== MATERIAL ==

----------

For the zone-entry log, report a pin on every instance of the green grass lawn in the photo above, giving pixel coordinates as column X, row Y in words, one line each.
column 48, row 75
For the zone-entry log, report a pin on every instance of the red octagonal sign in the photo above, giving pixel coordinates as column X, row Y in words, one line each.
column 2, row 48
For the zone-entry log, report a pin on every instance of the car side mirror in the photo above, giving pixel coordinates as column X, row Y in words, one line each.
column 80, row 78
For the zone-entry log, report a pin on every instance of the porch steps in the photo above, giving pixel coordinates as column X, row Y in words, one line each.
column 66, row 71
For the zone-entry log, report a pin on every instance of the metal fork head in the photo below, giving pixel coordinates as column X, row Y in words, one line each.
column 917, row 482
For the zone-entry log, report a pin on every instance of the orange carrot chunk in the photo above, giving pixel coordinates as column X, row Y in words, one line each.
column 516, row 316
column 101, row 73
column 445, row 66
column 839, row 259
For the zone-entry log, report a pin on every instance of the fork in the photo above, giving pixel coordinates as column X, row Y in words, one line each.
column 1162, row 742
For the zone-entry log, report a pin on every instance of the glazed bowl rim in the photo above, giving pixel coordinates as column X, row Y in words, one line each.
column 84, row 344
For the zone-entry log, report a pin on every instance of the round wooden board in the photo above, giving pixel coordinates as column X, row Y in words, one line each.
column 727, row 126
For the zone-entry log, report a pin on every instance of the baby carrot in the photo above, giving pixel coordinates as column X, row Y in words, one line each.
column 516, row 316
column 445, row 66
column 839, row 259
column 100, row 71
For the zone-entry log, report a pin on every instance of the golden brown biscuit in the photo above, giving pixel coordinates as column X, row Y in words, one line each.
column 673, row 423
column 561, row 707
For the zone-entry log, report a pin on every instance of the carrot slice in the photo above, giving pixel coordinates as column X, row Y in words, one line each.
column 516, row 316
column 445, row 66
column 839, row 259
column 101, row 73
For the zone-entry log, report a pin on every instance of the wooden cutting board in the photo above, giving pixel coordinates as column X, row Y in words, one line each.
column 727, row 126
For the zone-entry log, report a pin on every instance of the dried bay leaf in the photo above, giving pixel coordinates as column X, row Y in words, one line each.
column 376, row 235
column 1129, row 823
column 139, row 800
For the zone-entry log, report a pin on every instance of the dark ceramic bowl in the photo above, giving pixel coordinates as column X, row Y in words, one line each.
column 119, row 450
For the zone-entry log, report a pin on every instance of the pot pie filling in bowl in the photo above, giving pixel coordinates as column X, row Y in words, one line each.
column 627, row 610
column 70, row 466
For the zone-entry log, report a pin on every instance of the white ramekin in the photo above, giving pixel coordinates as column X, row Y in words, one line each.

----------

Copy each line of the data above without altering a single character.

For the zone-entry log, report a pin on every instance of the green grass lawn in the photo above, giving pixel coordinates as column X, row Y in words, one line each.
column 48, row 75
For the zone-entry log, report a pin on every instance of the red octagonal sign in the photo above, giving pixel coordinates as column X, row Y in words, one line each.
column 2, row 48
For the zone-entry log, report a pin on every instance of the car side mirror in the photo above, giving pixel coordinates as column X, row Y in words, one line each.
column 80, row 78
For the zone-entry log, report a pin on every instance of the porch steps in the photo above, giving pixel coordinates as column X, row Y in words, one line each.
column 66, row 71
For the zone-entry log, report a pin on every instance of the metal fork head in the photo below, giving pixel coordinates as column X, row Y in words, one line each.
column 917, row 482
For the zone-entry log, report a pin on every instance of the orange carrot chunk in the photo above, giving pixel coordinates as column X, row Y in words, one line each.
column 516, row 316
column 101, row 73
column 445, row 66
column 839, row 259
For the zone-entry log, report a pin on every instance of the fork in the photo above, giving pixel coordinates as column X, row Y in words, one line each.
column 1162, row 742
For the zone-entry log, report a pin on every instance of the glazed bowl rim in the photo above, giving pixel coordinates as column X, row Y in words, one line each.
column 84, row 344
For the zone-entry log, report a pin on every instance of the round wooden board in the photo above, giving pixel coordinates as column X, row Y in words, one line each.
column 727, row 126
For the zone-entry log, report a pin on every instance of the baby carrot in the photo above, giving pixel coordinates as column X, row Y in words, one line each.
column 516, row 316
column 445, row 66
column 839, row 259
column 100, row 71
For the zone-entry log, report a pin on every instance of the golden brown biscuit in the photo above, giving pixel coordinates as column X, row Y in words, one line each.
column 673, row 423
column 561, row 707
For the zone-entry log, report a pin on every instance of the carrot slice in the photo above, giving pixel coordinates as column X, row Y in words, one line each.
column 516, row 316
column 445, row 66
column 839, row 259
column 101, row 73
For the zone-entry log, report a pin on every instance of the wooden cutting board in the photo above, giving pixel coordinates as column X, row Y in words, one line each.
column 727, row 126
For the zone-entry log, report a pin on every instance of the dried bay leaf in the photo above, giving pixel coordinates as column X, row Y in words, one line each.
column 376, row 235
column 1129, row 823
column 139, row 800
For the zone-entry log, report a pin on every instance of the dark ceramic bowl in the photo above, giving pixel coordinates as column X, row Y in words, one line each.
column 119, row 450
For the zone-entry log, report a pin on every instance of the pot pie filling in bowl in the photo above, giving pixel coordinates as column X, row Y in words, one line each.
column 627, row 610
column 70, row 466
For the zone-entry log, report a pin on every instance of the white ramekin in the photo above, giving pixel coordinates as column X, row Y in words, one line each.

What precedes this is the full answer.